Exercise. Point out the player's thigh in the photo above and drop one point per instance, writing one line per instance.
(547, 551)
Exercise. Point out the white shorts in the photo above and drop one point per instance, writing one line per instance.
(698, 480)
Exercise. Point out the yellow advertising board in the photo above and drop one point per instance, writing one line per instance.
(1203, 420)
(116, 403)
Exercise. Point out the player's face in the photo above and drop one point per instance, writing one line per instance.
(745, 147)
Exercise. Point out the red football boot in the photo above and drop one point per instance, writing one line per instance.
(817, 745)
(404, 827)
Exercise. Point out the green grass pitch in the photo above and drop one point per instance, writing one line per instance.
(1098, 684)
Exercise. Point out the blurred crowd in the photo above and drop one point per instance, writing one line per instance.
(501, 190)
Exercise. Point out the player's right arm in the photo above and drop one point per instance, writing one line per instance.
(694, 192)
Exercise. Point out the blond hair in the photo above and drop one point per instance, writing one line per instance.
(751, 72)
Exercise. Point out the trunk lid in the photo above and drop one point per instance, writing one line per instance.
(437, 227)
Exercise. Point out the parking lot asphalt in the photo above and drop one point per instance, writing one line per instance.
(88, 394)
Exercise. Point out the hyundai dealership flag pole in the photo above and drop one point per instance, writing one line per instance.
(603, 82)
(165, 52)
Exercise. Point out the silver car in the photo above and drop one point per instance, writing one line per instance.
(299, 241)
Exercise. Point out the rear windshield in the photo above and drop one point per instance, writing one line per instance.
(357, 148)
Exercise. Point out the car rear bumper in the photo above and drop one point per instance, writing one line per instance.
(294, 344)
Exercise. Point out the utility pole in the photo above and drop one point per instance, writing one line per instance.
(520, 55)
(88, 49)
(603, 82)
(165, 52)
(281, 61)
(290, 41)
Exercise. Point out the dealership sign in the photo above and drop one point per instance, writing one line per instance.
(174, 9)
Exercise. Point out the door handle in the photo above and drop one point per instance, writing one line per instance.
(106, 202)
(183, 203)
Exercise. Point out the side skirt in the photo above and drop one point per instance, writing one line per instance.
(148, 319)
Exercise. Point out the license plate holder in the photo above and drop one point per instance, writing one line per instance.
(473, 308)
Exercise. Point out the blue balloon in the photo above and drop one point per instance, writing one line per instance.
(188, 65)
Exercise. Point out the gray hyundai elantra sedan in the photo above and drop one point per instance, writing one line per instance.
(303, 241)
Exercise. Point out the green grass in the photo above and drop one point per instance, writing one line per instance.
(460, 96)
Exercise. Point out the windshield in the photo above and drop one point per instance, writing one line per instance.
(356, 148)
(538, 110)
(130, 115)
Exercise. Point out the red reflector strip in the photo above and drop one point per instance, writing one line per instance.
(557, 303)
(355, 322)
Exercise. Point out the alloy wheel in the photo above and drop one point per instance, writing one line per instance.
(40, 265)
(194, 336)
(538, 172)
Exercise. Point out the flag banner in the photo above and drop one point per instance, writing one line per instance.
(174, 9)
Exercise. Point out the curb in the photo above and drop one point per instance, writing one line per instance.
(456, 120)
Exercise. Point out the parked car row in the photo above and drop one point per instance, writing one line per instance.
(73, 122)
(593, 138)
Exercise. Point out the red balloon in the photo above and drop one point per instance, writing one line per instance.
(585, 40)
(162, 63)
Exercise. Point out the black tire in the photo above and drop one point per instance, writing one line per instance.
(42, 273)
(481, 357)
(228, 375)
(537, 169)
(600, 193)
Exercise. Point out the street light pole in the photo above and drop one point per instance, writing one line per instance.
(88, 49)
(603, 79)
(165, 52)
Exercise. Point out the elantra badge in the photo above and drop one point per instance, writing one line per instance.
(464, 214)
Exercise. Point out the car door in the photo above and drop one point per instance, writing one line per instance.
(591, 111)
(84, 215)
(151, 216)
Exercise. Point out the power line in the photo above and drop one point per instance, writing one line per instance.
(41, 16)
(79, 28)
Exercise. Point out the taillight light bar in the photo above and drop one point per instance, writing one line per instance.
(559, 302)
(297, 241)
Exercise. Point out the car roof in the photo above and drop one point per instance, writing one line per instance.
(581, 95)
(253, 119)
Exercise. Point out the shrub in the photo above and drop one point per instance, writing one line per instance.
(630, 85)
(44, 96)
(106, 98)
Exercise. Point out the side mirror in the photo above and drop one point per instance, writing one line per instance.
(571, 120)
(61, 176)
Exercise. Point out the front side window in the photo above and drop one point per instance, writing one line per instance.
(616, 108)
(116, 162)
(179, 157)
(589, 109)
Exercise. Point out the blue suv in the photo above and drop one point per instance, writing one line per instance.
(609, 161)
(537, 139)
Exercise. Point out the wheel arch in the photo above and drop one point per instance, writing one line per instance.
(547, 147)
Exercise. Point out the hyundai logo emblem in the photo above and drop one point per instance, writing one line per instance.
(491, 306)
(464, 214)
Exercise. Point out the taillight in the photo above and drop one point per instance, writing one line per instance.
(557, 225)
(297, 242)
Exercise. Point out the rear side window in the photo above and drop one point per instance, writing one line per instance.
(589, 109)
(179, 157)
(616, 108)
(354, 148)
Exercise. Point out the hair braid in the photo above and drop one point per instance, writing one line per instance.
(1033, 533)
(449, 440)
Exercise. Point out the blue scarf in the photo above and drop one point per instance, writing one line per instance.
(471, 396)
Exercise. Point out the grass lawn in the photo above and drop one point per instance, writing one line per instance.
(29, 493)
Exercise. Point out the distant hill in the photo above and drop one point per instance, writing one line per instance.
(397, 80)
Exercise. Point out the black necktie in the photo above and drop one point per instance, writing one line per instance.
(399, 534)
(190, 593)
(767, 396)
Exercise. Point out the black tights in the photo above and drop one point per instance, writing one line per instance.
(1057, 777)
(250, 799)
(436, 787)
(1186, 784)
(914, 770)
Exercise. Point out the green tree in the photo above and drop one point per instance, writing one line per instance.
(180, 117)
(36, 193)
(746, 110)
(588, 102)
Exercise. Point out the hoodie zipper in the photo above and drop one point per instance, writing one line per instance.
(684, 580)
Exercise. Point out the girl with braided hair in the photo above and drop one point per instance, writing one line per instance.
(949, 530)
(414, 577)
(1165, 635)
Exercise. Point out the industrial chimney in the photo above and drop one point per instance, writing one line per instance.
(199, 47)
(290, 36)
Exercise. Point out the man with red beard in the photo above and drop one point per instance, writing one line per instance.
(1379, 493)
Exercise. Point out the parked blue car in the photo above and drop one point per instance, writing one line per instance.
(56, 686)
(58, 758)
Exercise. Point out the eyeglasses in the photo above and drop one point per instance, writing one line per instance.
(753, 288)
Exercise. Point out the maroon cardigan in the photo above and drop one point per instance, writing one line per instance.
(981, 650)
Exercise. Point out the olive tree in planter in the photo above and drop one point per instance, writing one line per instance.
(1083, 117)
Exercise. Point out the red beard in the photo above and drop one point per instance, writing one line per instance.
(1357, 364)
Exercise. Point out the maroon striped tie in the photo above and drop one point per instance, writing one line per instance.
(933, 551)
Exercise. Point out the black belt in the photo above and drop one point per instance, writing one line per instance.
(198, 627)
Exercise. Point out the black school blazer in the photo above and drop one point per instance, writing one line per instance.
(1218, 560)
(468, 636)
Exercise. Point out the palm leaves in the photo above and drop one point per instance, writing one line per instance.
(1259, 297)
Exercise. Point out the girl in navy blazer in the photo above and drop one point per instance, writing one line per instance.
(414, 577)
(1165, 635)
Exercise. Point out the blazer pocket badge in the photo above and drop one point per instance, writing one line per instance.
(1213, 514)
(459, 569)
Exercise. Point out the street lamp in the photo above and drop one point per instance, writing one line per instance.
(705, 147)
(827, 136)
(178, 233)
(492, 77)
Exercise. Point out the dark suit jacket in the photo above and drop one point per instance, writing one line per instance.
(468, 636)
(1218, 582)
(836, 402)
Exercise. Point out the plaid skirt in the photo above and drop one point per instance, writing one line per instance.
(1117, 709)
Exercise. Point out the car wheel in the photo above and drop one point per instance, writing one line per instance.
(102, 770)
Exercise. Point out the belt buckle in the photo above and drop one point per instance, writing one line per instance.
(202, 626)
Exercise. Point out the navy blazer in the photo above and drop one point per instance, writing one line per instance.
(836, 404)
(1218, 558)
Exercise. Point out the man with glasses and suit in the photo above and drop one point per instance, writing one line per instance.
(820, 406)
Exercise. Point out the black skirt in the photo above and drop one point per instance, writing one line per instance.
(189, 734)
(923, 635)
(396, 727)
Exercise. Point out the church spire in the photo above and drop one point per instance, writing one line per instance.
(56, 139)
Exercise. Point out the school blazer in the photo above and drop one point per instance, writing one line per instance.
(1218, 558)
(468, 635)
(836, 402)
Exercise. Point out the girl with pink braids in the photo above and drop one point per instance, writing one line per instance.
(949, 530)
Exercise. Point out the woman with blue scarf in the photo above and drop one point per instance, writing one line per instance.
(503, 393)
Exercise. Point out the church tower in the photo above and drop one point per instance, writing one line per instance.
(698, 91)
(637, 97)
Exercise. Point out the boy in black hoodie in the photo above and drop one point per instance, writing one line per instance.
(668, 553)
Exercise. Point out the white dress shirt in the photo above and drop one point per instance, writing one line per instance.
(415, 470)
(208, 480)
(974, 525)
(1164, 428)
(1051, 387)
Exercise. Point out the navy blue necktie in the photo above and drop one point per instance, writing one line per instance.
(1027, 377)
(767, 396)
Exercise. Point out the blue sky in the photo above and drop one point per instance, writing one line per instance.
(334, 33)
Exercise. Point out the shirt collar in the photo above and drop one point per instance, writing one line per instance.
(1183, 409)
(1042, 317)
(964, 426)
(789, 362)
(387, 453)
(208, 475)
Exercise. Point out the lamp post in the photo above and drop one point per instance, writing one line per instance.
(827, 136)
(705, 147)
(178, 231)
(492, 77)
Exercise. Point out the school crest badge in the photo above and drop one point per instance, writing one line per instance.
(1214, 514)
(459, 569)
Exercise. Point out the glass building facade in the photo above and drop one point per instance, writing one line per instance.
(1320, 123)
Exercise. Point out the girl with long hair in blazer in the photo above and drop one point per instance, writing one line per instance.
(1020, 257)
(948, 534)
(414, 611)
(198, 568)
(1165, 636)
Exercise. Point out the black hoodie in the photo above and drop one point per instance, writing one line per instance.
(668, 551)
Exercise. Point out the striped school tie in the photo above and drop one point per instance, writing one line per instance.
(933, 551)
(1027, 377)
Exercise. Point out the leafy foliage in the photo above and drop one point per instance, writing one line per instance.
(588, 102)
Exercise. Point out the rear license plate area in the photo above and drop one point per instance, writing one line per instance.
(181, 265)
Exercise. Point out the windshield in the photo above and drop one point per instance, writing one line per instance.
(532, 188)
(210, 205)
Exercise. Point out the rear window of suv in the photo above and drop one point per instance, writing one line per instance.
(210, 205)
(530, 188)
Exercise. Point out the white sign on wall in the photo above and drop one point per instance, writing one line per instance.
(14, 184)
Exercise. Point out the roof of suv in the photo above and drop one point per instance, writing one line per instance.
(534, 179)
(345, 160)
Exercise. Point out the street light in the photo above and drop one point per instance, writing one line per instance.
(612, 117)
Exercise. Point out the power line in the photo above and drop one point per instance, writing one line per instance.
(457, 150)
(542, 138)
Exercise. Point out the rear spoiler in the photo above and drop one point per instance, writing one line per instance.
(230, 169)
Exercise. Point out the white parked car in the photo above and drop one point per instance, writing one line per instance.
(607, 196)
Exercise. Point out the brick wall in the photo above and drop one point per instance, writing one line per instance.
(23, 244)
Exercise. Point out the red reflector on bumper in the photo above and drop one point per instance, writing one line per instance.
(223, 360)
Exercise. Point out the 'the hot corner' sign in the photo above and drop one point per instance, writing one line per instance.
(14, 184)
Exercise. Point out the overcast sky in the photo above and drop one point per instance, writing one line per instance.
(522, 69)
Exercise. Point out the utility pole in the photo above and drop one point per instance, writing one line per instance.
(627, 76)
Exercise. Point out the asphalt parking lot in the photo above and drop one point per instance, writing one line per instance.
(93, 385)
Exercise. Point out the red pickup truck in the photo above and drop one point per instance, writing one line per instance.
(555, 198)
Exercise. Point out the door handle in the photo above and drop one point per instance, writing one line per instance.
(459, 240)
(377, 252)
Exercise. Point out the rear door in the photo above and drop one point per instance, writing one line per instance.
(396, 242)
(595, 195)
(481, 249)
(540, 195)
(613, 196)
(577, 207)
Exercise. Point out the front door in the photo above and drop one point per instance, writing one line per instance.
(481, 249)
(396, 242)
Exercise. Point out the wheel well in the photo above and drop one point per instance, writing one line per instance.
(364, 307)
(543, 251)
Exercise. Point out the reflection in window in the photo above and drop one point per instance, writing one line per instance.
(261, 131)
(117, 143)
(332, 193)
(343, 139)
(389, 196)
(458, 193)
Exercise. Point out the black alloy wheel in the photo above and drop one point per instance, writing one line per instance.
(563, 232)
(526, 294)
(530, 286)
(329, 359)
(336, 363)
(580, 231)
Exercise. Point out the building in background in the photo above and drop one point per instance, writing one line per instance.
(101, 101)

━━━━━━━━━━━━━━━━━━━━

**Challenge**
Copy the data word for word, from the line containing "Exercise. Point out the 'the" through the last line of the data, including both of those lines.

**Response to this task**
Exercise. Point out the 'the hot corner' sign in the photo above and drop one point per instance, writing one line per instance.
(14, 184)
Exercise. Point out the overcast sky in the photo above and drop one point per instance, writing one line per instance.
(522, 69)
Exercise. Point out the utility pole in the photo above and drop one point per instance, writing one line per instance.
(627, 76)
Exercise. Point out the asphalt parking lot in the photo above and drop one point per instance, writing one line per instance.
(93, 385)
Exercise. Point out the red pickup truck in the photo above and drop one point per instance, writing one line per instance.
(555, 198)
Exercise. Point out the door handle in the photo above and drop one point per instance, writing one line per instance.
(459, 240)
(377, 252)
Exercise. Point out the rear door in the photo above and drop one point per instance, writing one line per instance.
(396, 242)
(595, 195)
(481, 249)
(540, 195)
(613, 196)
(577, 207)
Exercise. Point out the front door in the photo above and drop one point per instance, writing one line per instance.
(481, 249)
(396, 242)
Exercise. Point out the wheel well in the photo above and drop one point per instance, writing one line per instance.
(364, 307)
(543, 251)
Exercise. Point out the reflection in window in the photo above and drop one point per instance, writing one line per instance.
(261, 131)
(117, 143)
(332, 193)
(343, 139)
(389, 196)
(458, 193)
Exercise. Point out the black alloy wheel in the photo above and drop one point per instance, writing one line per instance.
(563, 232)
(526, 294)
(530, 286)
(329, 359)
(336, 363)
(580, 231)
Exercise. Point out the building in background in the photo above and drop one point per instance, writing one line per instance.
(101, 101)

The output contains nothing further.